▶ **Work to be completed**
Copy out each line from the material where the word "block" is found.

▶ **Supplied data**
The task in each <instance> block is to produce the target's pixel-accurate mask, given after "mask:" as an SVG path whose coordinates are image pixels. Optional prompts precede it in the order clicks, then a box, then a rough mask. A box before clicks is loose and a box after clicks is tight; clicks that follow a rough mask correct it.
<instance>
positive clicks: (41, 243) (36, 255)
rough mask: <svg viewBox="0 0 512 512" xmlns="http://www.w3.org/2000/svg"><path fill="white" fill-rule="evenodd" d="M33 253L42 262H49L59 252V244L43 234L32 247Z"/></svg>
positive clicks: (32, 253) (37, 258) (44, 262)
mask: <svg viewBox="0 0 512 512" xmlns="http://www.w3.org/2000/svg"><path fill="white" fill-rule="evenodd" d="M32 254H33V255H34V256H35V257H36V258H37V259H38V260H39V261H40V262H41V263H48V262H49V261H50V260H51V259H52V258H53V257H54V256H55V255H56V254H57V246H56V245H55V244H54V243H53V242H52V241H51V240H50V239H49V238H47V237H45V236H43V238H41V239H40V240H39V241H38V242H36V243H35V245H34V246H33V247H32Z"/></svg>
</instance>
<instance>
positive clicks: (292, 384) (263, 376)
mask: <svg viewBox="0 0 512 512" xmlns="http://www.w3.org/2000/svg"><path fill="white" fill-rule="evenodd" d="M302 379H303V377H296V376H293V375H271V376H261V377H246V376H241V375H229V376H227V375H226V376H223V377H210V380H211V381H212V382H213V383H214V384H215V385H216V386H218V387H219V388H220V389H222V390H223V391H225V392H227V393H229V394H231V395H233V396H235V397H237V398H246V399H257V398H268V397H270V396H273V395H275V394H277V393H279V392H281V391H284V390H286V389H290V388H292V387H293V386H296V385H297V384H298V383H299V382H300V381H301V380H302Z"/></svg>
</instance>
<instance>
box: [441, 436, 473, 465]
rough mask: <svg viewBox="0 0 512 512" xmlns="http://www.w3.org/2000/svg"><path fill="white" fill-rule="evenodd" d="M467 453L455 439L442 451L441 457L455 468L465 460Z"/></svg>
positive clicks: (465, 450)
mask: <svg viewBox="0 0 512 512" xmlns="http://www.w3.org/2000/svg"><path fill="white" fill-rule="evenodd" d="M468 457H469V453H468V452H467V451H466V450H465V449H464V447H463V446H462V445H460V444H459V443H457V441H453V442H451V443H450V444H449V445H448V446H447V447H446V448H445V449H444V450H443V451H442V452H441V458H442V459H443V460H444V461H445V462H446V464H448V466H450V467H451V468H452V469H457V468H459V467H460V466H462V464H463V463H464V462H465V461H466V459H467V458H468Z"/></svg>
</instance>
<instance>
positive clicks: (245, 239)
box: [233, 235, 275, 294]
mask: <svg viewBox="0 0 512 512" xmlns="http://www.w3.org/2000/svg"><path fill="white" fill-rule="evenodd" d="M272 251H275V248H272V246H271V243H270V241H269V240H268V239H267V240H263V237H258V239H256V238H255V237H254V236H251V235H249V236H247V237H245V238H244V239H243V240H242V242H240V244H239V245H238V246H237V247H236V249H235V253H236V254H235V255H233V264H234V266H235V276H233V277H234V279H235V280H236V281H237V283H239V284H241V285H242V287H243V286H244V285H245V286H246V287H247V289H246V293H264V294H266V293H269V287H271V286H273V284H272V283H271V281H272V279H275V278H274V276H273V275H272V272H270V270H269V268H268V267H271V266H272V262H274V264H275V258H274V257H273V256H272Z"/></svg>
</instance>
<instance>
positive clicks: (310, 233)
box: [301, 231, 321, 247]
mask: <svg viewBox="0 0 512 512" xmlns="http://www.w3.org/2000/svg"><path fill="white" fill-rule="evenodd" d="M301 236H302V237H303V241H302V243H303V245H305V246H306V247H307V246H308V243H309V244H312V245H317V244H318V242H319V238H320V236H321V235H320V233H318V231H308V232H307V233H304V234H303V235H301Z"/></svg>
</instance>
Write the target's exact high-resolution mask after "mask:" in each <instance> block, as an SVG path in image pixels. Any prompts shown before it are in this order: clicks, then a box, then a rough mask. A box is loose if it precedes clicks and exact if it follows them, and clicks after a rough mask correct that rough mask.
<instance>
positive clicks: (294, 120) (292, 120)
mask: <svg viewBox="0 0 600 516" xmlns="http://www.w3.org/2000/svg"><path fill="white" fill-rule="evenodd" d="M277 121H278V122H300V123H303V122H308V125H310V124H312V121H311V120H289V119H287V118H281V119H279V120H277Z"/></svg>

▶ **Answer below**
The task in each <instance> block is to produce the target's pixel-accurate mask, given after "mask:" as an SVG path whose coordinates are image pixels. Optional prompts precede it in the order clicks, then a box, then a rough mask. A box before clicks is loose and a box after clicks is tight; clicks that follow a rough mask correct it.
Write the target's exact high-resolution mask after "mask:" in each <instance> block, as an SVG path in image pixels. Any prompts shown before it are in this order: clicks, then a box, then a rough mask. A box is loose if it precedes clicks and exact if it follows them, and clicks after a rough mask correct that rough mask.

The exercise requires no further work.